The book, released today (Feb. 20) by Owen Houghton Mifflin Harcourt, starts out with a murder as three brothers with guns force a mentally damaged man into a lake. That scene loses its ability to shock quickly: By the end of the book, you’ve watched domestic tragedies unfold, visited both world wars and the Sioux Uprising in Minnesota, observed numerous deaths and contemplated even more corpses, and seen pre-World War I New Germany, Minn., implode because of ethnic fear-mongering and a Main Street financial meltdown that has its origins in overseas war profiteering.
"My husband would say that I have a real knack for identifying the seedy side of life," says the Mankato-based Helget, who made headlines with "The Summer of Ordinary Ways," her controversial 2005 memoir about growing up in rural Minnesota. "My outlook is never overly rosy. And, while I don't consider myself a pessimist, I do consider myself a realist. Books don't always have to be uplifting. Characters don't always have to be redeemed.
"However, I understand that readers who are living in an economy that's tanking and in a country that's engaged in two wars maybe need something more than more bad news. So, to them, I hope I offer some humor and small moments of redemptive acts and forgiveness."
Thank you for that. And for the writing, which is so beautifully done that it’s hard to look away, even when Helget’s words describe the most grievous brutality, both real and fiction. The book is pure fairy tale at times, magic and evil all at once.

#### WRITTEN REQUEST 1:
Print the lines of the records from the first line up to and including the line containing "Trace the outline of every instance of the blue".
The book review and the records are unrelated pieces of material.

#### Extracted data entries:
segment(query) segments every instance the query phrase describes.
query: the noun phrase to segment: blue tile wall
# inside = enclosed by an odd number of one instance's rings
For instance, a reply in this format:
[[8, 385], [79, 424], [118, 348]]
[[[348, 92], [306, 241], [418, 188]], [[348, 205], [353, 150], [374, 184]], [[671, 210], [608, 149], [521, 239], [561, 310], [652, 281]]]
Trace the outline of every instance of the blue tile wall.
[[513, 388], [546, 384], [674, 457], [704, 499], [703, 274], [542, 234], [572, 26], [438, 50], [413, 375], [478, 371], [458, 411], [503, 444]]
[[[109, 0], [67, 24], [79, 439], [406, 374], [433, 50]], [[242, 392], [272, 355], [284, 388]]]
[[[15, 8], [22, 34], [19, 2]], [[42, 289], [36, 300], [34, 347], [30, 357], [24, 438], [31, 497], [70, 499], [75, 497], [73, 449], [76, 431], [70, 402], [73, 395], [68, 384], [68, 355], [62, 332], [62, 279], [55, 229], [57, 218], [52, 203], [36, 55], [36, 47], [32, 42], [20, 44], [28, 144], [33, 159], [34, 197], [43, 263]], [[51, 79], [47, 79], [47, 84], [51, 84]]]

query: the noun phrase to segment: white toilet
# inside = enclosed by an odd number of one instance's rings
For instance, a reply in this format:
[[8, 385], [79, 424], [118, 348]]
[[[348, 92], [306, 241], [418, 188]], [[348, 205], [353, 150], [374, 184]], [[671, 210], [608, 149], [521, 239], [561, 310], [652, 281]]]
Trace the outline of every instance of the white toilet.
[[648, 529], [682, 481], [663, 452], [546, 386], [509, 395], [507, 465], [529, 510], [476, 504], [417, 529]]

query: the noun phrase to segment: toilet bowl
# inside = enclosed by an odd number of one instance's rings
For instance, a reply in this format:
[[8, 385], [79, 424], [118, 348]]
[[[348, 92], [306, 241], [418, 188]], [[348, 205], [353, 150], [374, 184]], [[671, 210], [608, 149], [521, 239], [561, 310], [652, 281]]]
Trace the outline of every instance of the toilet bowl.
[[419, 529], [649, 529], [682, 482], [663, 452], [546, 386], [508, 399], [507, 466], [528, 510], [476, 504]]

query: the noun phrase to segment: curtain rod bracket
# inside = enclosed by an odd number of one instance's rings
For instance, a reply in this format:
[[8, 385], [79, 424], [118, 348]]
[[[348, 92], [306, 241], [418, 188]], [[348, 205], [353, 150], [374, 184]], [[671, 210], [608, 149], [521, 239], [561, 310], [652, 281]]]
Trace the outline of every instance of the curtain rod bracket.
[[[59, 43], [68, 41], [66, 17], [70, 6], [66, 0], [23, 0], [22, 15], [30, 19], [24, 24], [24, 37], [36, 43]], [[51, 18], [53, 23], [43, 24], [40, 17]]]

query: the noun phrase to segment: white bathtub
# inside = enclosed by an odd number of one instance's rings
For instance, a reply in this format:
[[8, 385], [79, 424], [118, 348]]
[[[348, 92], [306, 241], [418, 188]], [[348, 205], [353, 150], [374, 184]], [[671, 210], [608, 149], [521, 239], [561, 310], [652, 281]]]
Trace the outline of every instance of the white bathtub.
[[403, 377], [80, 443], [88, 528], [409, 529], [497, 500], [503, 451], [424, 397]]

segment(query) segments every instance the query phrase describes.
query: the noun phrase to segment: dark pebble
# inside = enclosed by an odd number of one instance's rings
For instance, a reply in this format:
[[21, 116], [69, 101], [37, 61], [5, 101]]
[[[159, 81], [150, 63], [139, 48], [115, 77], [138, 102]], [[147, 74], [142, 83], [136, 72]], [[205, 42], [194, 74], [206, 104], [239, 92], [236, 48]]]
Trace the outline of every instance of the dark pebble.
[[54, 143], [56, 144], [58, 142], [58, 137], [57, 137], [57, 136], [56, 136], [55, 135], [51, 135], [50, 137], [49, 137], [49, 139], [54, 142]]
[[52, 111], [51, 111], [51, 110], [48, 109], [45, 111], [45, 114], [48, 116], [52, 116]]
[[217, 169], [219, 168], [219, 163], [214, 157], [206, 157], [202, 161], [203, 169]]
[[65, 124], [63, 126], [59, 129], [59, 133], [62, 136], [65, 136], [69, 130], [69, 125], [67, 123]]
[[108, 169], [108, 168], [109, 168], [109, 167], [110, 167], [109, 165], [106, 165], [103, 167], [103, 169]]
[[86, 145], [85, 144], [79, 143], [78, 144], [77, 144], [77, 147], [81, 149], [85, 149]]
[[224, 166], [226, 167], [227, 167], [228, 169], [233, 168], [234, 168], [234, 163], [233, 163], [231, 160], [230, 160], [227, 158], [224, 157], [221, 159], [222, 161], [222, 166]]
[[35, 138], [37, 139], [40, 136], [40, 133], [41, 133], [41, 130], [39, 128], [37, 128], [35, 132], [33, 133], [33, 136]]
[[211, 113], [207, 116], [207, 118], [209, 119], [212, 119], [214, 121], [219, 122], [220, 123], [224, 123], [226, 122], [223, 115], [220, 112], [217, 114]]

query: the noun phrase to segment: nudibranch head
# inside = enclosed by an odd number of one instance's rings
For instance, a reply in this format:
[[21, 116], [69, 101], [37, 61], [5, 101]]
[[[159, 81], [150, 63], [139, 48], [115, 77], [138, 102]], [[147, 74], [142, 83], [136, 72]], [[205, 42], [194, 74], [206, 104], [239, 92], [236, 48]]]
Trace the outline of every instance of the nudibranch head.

#### WRITTEN REQUEST 2:
Answer these questions using the book review:
(a) In what town is Helget based?
(b) What was the title of Helget's 2005 memoir?
(c) What event opens the book?

#### EXERCISE SOLUTION 1:
segment(query) segments every instance the query phrase describes.
query: the noun phrase to segment: blue tile wall
# inside = enclosed by an odd number of one instance's rings
For instance, a reply in this format:
[[8, 385], [79, 424], [118, 348]]
[[[348, 92], [306, 241], [418, 188]], [[348, 205], [353, 150], [374, 184]], [[671, 210], [608, 149], [521, 239], [561, 310], [652, 281]]]
Trace the outline of every instance of the blue tile wall.

#### EXERCISE SOLUTION 2:
(a) Mankato.
(b) "The Summer of Ordinary Ways."
(c) A murder, in which three brothers with guns force a mentally damaged man into a lake.